→ **Exercise description**
Return exactly the lines that run from the one containing "For each instance, a" to the end of the entries, with both ends included.

Saved data entries
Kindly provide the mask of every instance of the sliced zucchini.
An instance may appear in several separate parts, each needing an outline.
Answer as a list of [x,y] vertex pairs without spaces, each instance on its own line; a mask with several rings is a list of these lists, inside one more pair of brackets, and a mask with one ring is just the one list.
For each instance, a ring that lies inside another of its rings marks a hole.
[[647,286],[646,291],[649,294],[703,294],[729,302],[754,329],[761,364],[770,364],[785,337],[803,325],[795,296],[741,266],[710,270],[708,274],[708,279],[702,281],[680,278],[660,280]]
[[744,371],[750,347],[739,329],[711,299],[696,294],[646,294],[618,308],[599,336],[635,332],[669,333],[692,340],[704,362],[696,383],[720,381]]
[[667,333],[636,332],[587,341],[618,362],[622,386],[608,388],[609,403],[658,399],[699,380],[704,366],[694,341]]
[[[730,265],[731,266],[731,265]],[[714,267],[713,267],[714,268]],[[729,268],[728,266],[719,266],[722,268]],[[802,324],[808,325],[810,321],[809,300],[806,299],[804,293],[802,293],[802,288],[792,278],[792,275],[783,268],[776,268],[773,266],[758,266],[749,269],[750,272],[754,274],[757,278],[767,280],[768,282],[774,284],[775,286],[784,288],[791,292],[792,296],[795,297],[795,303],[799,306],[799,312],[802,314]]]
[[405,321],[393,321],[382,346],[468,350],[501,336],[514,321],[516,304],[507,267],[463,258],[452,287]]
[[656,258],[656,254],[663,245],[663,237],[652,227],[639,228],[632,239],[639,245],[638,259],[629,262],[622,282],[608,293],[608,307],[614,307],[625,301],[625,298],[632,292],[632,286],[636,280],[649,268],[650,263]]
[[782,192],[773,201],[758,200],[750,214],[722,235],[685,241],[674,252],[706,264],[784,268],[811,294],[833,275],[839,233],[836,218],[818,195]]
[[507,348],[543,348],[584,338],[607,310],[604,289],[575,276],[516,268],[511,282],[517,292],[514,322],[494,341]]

→ **Response to the task**
For each instance, a ring that lies inside another of its rings marks a hole.
[[647,286],[646,291],[649,294],[703,294],[729,302],[754,329],[761,364],[770,364],[785,337],[803,325],[795,296],[741,266],[710,270],[708,274],[708,279],[702,281],[680,278],[660,280]]
[[744,371],[750,347],[739,329],[711,299],[696,294],[646,294],[618,308],[599,336],[635,332],[669,333],[692,340],[704,362],[696,383],[720,381]]
[[667,333],[636,332],[587,341],[618,362],[622,386],[608,388],[609,403],[658,399],[699,380],[704,366],[694,341]]
[[[730,265],[731,266],[731,265]],[[714,267],[713,267],[714,268]],[[729,268],[728,266],[719,266],[722,268]],[[802,324],[808,325],[810,321],[809,300],[806,299],[804,293],[802,293],[802,288],[792,278],[792,275],[783,268],[776,268],[773,266],[758,266],[749,269],[750,272],[754,274],[757,278],[767,280],[768,282],[774,284],[775,286],[784,288],[791,292],[792,296],[795,297],[795,303],[799,306],[799,312],[802,314]]]
[[405,321],[393,321],[382,346],[468,350],[501,336],[514,321],[516,304],[507,267],[463,258],[452,287]]
[[656,258],[656,254],[663,245],[663,237],[652,227],[639,228],[632,239],[639,245],[638,259],[629,262],[622,282],[608,293],[608,307],[614,307],[625,301],[625,298],[632,292],[632,286],[636,280],[649,268],[650,263]]
[[782,192],[773,201],[758,200],[750,214],[722,235],[685,241],[674,252],[706,264],[784,268],[811,294],[833,275],[839,233],[836,218],[818,195]]
[[507,348],[543,348],[584,338],[607,310],[604,289],[575,276],[516,268],[511,282],[517,292],[514,322],[494,341]]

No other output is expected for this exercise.